- _Text segment_:
Every other weekend, the girls, Payton Gomez, 7, and Haley Harris, 9, would stay with him in his three-bedroom apartment in Bushwick, Brooklyn.
Neighbors said they heard the girls watching TV this weekend and laughing alongside their “Papa.”
But the visit that Gomez, 53, so cherished ended in tragedy. The two girls were killed in a fire that broke out in the apartment Saturday at about 11 p.m., after they had all gone to sleep.
Firefighters were able to rescue the girls from a bedroom at the rear of the second-floor apartment, the deputy fire chief, James Smithwick, said. Once outside, rescuers tried unsuccessfully to resuscitate the girls, who were pronounced dead at Wyckoff Heights Medical Center, police said.
A video of the fire showed flames spewing out of a second-floor window and glass breaking.
Gomez remained in the hospital Sunday, where he was in stable condition, police said.

- _Problem set_:
A - Transcribe the report on the Bushwick apartment fire from "A video of the" up to and including "condition, police said.".
B - In the report on the Bushwick apartment fire, at which hospital were the two girls pronounced dead?
The records that come after this text were drawn from a separate source.

(Image-grounded pointing data)
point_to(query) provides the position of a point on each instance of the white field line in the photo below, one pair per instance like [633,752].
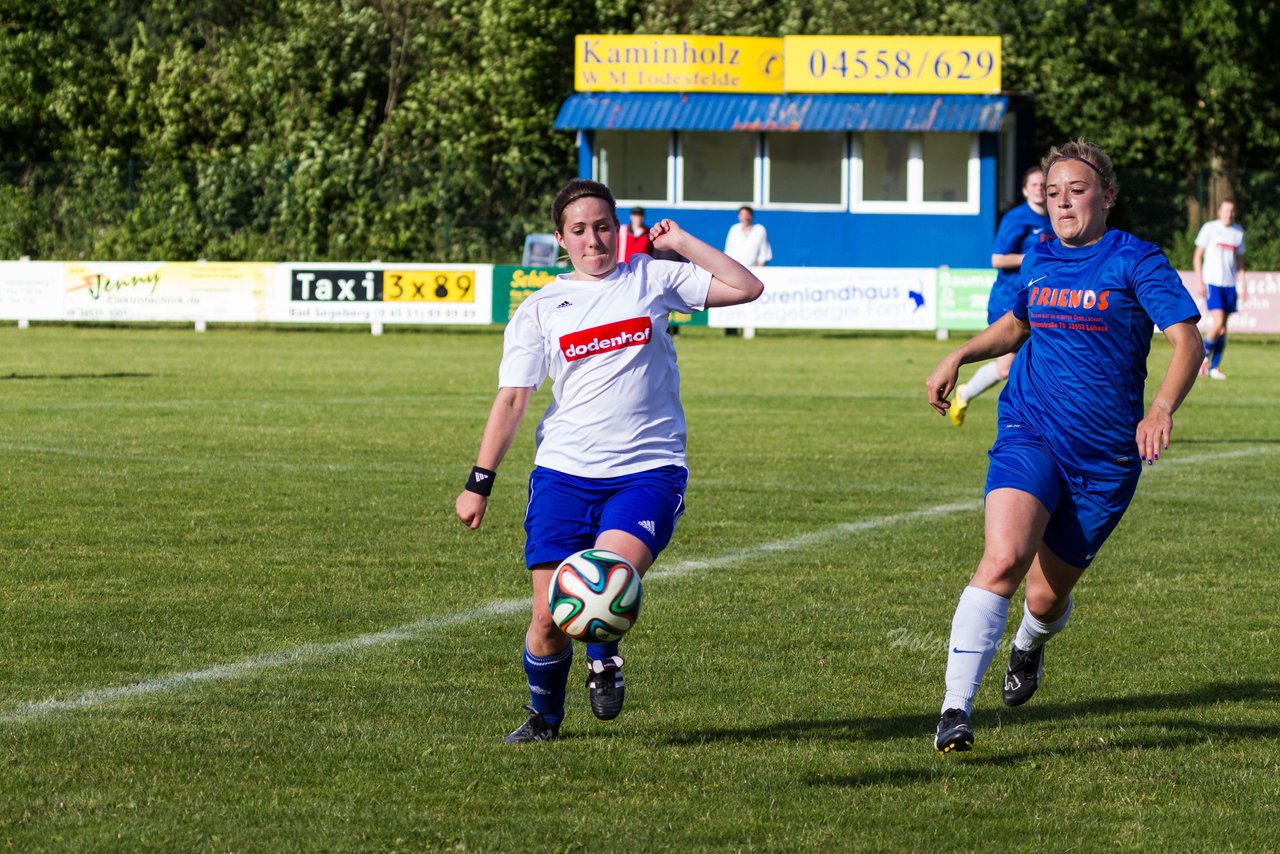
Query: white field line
[100,697]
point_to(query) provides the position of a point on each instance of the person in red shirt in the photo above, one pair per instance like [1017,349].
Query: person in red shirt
[634,238]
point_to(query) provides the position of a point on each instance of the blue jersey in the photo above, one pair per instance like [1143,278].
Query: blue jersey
[1020,231]
[1078,380]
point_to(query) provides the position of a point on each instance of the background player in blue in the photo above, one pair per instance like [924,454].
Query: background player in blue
[1020,231]
[1072,432]
[609,470]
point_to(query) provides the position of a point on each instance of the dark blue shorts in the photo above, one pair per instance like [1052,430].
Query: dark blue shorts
[1001,300]
[567,512]
[1082,510]
[1220,298]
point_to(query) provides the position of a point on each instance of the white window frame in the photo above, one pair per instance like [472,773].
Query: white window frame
[598,174]
[757,177]
[767,181]
[915,202]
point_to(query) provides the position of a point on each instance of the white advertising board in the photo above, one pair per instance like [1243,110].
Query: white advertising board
[147,291]
[383,293]
[809,297]
[31,290]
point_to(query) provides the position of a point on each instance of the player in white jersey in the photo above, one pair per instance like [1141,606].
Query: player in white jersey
[1219,264]
[609,471]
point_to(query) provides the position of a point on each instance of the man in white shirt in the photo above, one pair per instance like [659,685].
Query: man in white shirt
[748,242]
[1219,263]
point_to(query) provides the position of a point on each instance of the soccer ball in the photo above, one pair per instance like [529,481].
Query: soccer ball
[594,596]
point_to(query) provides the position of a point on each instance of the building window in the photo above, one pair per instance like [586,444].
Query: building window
[718,167]
[946,167]
[915,173]
[805,169]
[885,161]
[634,163]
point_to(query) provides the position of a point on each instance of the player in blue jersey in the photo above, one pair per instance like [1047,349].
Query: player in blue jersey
[1020,231]
[609,471]
[1072,433]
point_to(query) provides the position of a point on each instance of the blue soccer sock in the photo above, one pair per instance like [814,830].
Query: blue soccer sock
[976,631]
[599,652]
[547,679]
[1219,348]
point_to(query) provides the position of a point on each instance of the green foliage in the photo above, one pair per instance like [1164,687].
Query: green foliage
[423,128]
[177,502]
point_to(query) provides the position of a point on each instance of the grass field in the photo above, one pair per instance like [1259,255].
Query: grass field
[237,613]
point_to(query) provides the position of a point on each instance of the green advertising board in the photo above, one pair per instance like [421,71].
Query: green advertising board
[963,297]
[512,284]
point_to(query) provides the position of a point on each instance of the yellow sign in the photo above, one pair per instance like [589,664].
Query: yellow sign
[429,286]
[897,64]
[677,64]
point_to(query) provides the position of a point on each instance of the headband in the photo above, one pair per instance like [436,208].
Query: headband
[1072,156]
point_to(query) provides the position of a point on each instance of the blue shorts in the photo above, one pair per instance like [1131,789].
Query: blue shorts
[1083,510]
[1220,298]
[567,512]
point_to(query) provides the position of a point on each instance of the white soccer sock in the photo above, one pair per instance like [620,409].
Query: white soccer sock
[976,633]
[1033,633]
[982,379]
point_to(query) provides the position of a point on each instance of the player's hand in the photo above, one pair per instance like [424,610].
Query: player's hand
[470,507]
[1153,433]
[667,234]
[941,383]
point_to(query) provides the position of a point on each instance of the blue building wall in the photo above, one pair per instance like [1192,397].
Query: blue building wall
[844,238]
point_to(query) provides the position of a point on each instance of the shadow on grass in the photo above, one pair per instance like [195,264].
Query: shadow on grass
[1160,734]
[920,726]
[64,377]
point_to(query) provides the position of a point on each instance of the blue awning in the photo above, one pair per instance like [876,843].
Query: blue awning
[716,112]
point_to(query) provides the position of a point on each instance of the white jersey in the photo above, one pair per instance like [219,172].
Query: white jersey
[1220,243]
[750,247]
[616,387]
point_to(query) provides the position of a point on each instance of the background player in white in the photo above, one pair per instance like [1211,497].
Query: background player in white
[609,470]
[1219,263]
[1020,231]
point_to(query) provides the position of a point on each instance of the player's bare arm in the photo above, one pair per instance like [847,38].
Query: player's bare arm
[499,432]
[1002,337]
[731,282]
[1155,430]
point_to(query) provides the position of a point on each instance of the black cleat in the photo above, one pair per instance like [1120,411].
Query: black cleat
[1024,674]
[604,686]
[954,733]
[535,729]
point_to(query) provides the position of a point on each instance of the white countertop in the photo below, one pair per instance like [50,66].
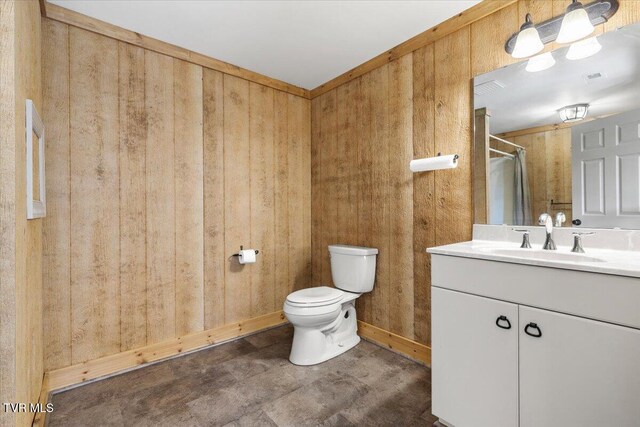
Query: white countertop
[615,262]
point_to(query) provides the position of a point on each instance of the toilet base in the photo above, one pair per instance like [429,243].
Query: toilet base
[312,346]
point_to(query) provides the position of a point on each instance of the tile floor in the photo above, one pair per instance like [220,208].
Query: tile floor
[250,382]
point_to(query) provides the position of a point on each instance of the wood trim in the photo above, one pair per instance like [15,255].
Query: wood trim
[539,129]
[79,20]
[475,13]
[40,418]
[409,348]
[119,362]
[480,169]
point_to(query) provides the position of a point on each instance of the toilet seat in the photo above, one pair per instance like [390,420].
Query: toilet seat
[315,297]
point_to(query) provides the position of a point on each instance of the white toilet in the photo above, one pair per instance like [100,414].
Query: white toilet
[324,318]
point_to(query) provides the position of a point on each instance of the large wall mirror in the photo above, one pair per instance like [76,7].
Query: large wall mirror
[560,133]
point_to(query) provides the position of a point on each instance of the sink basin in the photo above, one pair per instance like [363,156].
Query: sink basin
[543,255]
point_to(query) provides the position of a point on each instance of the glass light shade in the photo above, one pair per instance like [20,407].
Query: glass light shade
[584,48]
[528,43]
[540,62]
[575,25]
[573,113]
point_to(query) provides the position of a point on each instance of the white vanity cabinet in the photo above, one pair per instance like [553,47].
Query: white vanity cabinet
[475,359]
[554,366]
[579,373]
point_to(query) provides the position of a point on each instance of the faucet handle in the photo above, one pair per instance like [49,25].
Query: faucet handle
[525,237]
[577,240]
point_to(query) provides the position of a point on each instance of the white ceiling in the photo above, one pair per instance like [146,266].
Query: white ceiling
[305,43]
[532,99]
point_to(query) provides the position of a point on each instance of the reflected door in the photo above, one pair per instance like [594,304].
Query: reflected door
[606,171]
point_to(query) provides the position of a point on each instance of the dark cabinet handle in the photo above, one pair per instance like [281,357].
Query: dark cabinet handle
[503,319]
[537,332]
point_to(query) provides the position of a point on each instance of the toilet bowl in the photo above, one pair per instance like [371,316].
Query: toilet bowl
[324,318]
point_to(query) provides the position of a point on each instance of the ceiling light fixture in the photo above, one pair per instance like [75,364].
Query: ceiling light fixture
[584,48]
[575,24]
[573,113]
[528,42]
[540,62]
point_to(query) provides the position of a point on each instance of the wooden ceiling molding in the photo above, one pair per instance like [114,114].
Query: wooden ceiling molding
[79,20]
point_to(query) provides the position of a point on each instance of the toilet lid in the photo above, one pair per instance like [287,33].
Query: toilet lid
[321,295]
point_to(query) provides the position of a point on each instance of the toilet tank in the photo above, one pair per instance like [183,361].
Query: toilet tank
[353,268]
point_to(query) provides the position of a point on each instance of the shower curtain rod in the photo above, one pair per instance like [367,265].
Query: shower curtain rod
[511,156]
[506,142]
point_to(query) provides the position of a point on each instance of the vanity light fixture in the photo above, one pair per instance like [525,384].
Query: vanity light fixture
[575,24]
[584,48]
[540,62]
[578,22]
[573,113]
[528,40]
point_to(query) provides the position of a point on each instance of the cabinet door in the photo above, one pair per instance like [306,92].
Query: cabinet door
[579,372]
[474,360]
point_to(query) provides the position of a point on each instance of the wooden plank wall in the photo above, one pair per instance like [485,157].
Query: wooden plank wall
[21,340]
[364,134]
[158,170]
[549,168]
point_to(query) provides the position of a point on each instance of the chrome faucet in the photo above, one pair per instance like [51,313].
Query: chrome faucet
[546,220]
[577,241]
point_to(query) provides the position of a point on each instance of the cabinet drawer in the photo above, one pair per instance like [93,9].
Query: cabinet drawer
[614,299]
[579,372]
[474,360]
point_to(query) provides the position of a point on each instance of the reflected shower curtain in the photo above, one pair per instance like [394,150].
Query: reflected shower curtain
[522,195]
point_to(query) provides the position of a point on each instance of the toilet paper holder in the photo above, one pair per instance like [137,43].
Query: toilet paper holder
[241,248]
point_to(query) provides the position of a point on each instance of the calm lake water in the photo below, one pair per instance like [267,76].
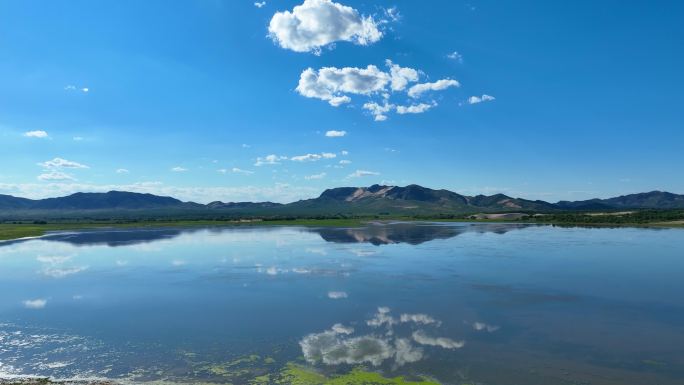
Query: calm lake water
[459,303]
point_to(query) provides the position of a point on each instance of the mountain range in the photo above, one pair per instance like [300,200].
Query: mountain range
[373,200]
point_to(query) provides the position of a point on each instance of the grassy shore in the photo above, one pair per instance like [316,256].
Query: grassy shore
[10,231]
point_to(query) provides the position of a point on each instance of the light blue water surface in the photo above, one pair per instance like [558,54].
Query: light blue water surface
[460,303]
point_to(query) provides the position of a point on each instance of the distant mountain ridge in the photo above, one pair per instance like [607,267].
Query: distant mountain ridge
[376,199]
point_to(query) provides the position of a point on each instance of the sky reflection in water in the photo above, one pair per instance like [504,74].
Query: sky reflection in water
[488,303]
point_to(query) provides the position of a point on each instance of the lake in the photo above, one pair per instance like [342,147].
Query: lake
[456,303]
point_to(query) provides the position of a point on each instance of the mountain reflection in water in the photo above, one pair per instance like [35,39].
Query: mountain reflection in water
[376,233]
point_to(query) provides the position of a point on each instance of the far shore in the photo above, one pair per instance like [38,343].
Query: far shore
[18,231]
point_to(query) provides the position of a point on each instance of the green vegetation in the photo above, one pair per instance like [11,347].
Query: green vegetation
[651,218]
[669,218]
[298,375]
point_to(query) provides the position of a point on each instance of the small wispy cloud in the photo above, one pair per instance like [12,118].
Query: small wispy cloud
[36,134]
[480,99]
[362,173]
[72,87]
[61,163]
[335,134]
[236,170]
[337,294]
[269,159]
[455,56]
[315,176]
[313,157]
[55,176]
[35,303]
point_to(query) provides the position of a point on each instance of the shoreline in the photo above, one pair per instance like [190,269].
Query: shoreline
[10,232]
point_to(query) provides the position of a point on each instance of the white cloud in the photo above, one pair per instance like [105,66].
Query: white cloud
[317,23]
[335,134]
[241,171]
[337,294]
[332,347]
[36,134]
[423,319]
[269,159]
[480,99]
[415,108]
[401,76]
[481,326]
[382,317]
[35,303]
[405,352]
[442,84]
[61,163]
[315,176]
[362,173]
[341,329]
[456,56]
[335,85]
[329,83]
[61,272]
[72,87]
[313,157]
[422,338]
[55,176]
[278,192]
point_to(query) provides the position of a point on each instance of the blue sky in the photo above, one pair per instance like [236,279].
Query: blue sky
[190,98]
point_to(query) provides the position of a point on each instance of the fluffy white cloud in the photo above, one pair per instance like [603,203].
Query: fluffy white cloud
[481,326]
[337,294]
[36,134]
[456,56]
[334,85]
[72,87]
[424,339]
[35,303]
[317,23]
[442,84]
[382,317]
[236,170]
[269,159]
[332,347]
[329,83]
[61,163]
[415,108]
[362,173]
[313,157]
[423,319]
[55,176]
[480,99]
[315,176]
[335,134]
[405,352]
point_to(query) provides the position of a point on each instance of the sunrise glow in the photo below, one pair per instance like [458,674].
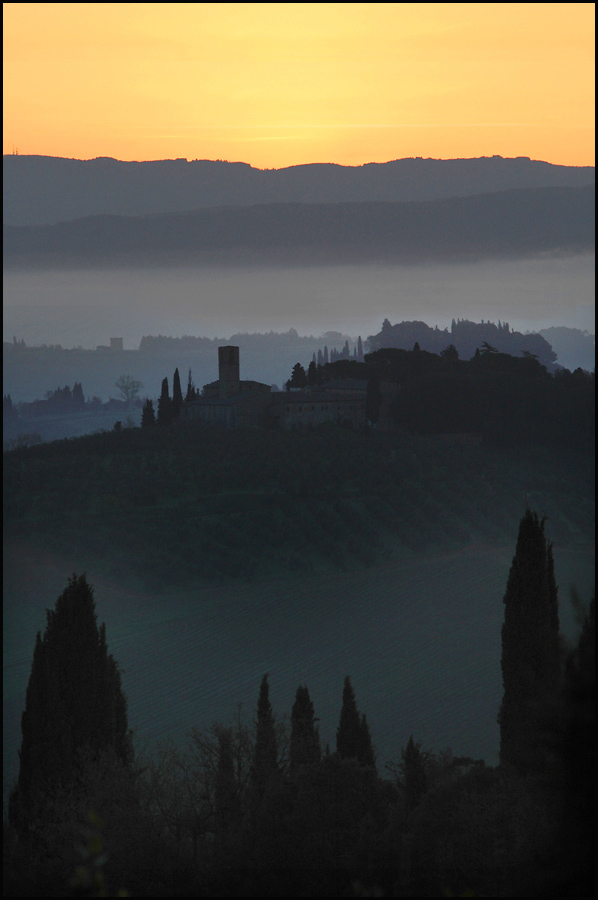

- _Answers to the tasks_:
A -
A video of the fire showed flames spewing out of a second-floor window and glass breaking.
Gomez remained in the hospital Sunday, where he was in stable condition, police said.

B - Wyckoff Heights Medical Center